*** Opening of The records ***

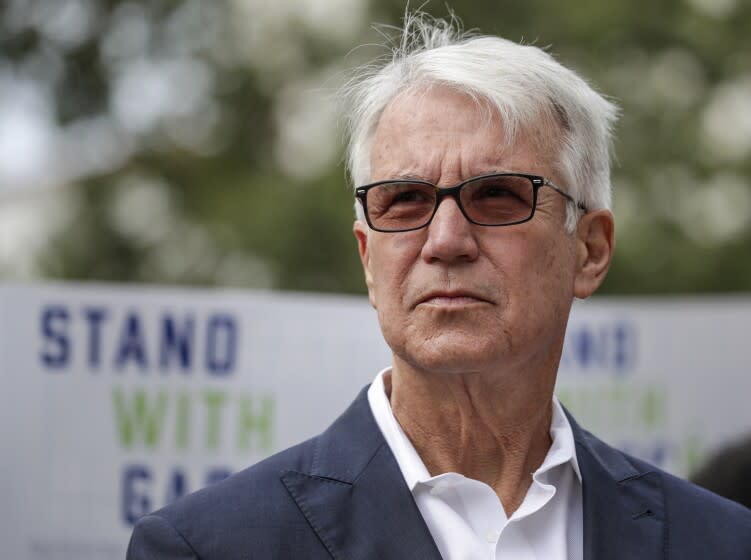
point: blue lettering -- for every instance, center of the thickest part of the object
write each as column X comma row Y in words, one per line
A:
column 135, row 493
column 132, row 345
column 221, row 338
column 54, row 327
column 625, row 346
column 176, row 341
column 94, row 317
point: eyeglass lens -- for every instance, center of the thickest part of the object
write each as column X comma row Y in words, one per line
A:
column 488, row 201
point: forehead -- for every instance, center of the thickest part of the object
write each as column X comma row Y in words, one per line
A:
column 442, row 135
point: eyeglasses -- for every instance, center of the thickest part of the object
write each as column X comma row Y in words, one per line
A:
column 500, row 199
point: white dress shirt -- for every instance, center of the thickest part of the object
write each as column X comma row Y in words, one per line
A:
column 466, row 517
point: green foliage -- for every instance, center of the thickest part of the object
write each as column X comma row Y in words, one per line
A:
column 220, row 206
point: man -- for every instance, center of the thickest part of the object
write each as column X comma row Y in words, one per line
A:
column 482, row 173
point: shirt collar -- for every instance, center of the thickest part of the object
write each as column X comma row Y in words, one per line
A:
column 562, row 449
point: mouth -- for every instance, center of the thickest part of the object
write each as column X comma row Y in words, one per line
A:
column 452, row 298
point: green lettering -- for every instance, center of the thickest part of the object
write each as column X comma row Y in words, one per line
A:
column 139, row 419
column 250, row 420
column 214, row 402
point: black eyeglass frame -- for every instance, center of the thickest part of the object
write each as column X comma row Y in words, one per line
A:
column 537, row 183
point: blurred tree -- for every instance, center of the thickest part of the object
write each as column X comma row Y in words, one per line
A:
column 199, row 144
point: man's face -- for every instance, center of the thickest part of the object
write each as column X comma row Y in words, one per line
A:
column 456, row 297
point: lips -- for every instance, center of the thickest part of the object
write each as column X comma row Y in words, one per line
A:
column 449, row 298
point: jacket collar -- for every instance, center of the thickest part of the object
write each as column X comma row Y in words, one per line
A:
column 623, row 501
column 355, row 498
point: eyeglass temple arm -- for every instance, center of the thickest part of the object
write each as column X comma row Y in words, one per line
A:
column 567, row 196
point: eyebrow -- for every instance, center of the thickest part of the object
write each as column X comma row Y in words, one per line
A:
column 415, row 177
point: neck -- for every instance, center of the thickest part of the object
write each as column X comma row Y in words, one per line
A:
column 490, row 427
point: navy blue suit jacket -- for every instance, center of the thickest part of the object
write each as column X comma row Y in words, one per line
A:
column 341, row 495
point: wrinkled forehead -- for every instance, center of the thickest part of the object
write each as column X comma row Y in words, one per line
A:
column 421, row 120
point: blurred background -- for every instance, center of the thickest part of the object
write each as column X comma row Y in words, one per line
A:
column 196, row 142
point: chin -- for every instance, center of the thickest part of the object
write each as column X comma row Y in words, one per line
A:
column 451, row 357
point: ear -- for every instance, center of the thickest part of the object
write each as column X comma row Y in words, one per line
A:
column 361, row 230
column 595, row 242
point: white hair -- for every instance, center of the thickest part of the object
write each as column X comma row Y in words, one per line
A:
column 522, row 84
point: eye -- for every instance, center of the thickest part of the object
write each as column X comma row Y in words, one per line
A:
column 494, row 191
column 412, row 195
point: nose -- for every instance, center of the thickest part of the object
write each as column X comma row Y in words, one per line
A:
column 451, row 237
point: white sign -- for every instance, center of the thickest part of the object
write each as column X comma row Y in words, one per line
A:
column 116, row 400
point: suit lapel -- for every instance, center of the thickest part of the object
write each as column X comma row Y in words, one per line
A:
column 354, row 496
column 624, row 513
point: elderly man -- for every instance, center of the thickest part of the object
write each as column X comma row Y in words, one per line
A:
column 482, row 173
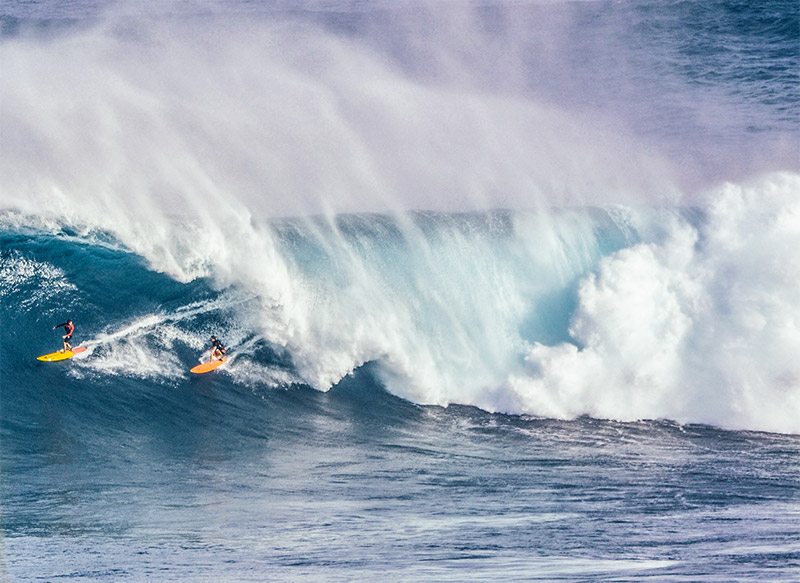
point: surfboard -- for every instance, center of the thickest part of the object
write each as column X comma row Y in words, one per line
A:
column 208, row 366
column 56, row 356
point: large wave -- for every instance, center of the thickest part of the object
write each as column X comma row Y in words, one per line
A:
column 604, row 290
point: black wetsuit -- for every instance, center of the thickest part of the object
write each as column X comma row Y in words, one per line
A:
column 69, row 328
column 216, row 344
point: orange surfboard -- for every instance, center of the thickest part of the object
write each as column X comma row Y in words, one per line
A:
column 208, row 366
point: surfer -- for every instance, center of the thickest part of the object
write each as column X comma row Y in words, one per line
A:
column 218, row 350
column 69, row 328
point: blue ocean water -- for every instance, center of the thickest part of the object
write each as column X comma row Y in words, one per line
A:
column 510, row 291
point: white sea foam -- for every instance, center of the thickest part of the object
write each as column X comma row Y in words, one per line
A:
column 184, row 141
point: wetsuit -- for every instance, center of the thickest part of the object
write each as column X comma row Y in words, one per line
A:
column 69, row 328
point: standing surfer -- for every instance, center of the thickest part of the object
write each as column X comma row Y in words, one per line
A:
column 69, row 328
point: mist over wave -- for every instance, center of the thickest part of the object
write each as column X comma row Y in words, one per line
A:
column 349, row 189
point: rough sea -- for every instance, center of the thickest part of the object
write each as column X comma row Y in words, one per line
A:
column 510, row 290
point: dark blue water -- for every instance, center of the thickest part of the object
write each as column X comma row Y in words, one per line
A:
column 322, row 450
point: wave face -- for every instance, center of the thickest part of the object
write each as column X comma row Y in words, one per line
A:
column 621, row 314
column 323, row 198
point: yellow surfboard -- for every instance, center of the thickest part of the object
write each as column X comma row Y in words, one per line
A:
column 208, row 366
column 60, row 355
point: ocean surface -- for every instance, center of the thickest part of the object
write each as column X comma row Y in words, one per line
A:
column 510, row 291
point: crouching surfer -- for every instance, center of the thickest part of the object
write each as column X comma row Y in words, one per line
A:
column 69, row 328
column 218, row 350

*** Close of The records ***
*** Opening of The records ***

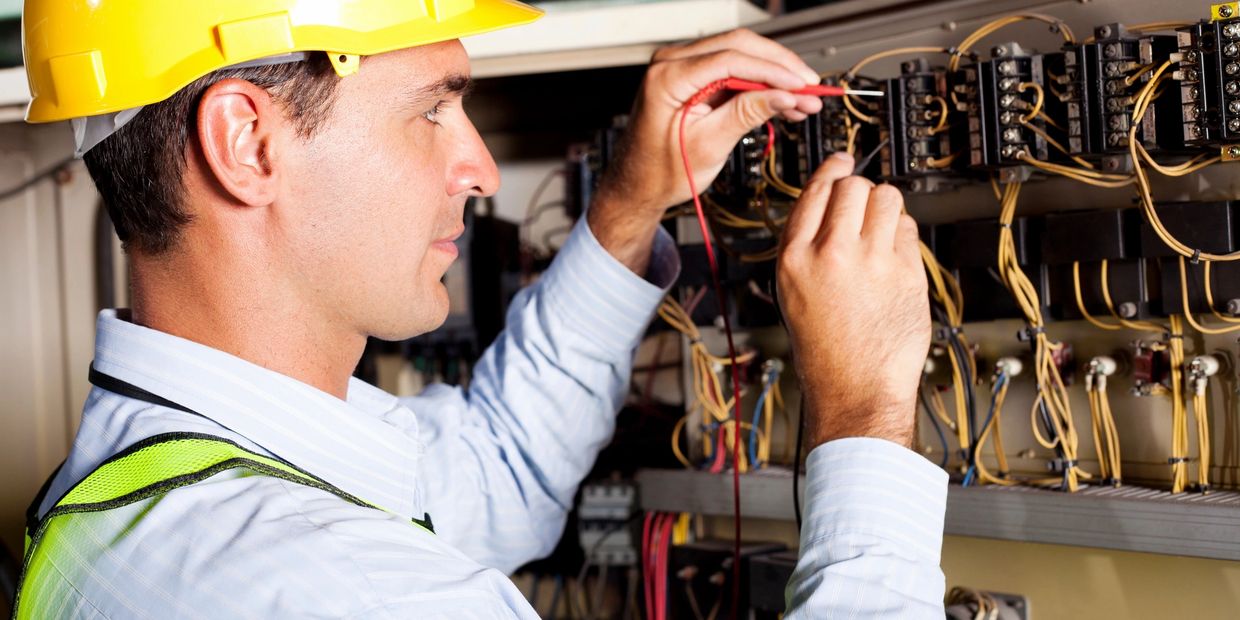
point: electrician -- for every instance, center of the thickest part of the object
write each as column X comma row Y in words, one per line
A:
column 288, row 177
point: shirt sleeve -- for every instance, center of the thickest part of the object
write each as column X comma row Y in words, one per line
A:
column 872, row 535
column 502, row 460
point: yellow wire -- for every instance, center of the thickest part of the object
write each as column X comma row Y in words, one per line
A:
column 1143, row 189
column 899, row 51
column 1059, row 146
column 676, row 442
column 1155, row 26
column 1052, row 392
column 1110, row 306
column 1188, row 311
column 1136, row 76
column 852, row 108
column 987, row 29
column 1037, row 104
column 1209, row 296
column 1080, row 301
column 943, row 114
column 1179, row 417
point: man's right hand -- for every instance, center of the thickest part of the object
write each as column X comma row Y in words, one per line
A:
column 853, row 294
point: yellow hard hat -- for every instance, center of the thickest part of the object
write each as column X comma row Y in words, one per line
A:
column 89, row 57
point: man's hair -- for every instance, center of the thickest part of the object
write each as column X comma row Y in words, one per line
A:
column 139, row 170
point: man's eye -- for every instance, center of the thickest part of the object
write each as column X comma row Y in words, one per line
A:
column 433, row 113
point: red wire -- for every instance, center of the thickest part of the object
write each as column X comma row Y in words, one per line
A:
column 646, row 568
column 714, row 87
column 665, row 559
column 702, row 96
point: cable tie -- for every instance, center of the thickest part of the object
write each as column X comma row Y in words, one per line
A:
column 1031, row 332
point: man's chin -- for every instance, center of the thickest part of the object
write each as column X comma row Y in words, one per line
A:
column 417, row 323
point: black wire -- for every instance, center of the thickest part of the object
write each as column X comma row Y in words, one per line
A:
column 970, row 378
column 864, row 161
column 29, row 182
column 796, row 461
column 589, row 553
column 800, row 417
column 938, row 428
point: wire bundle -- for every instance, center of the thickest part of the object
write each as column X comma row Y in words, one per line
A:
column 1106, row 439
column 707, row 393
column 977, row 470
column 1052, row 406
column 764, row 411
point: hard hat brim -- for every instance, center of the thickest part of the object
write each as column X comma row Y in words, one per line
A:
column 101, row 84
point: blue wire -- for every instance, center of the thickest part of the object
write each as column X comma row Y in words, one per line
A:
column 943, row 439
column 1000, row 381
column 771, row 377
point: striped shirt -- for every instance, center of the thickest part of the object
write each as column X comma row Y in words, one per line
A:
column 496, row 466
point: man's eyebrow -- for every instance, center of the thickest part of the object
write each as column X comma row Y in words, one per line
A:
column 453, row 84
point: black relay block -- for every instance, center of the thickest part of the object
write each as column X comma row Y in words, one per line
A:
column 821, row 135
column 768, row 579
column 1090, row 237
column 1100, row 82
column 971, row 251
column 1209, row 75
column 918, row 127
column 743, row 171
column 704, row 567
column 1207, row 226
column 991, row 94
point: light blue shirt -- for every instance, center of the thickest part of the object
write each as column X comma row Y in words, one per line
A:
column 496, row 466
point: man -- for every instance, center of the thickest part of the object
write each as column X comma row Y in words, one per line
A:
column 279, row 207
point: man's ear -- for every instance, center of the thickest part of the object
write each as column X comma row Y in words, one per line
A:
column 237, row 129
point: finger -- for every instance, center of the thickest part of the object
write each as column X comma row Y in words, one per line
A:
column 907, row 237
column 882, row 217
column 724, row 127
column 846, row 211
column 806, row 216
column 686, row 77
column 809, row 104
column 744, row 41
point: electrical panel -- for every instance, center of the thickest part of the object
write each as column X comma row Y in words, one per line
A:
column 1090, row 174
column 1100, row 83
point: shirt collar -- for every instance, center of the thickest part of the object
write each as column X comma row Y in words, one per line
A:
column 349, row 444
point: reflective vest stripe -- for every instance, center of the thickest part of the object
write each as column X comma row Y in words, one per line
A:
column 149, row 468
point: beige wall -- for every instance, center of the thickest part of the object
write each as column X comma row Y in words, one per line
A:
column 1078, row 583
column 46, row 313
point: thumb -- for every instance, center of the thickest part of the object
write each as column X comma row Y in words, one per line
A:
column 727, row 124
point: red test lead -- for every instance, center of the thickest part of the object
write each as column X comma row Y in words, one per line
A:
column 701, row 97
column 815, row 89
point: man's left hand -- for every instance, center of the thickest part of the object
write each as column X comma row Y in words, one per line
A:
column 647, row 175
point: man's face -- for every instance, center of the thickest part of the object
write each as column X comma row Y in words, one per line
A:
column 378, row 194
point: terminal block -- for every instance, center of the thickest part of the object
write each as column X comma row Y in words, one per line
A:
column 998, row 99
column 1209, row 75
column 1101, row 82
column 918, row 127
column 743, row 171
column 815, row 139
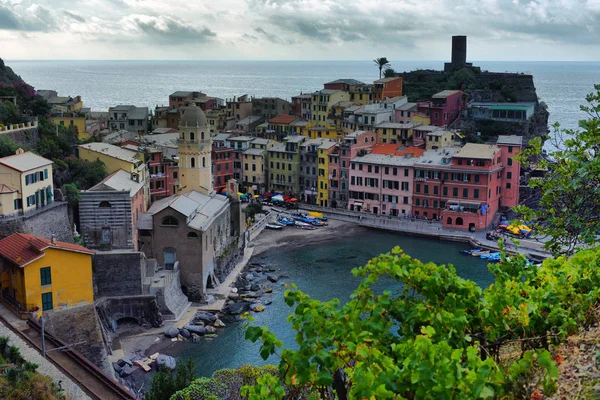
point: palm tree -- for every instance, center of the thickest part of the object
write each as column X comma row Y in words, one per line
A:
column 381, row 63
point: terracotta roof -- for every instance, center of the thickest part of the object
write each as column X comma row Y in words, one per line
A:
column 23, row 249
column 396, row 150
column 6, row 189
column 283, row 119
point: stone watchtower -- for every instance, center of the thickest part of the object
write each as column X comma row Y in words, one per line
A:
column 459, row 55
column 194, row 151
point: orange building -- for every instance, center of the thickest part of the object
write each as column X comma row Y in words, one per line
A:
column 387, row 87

*** Close of The records ***

# Your instructions
Your answer must consist solely of the lines above between the line holding "point: mouth -- for" and the line holding "point: green lettering", inclusive, copied exactly.

# Output for this task
point: mouth -- for every instance, center of the thickest part of the object
write each as column X comma row Y in words, one per line
A:
column 452, row 298
point: green lettering -- for every instance, center of the thickest part of the object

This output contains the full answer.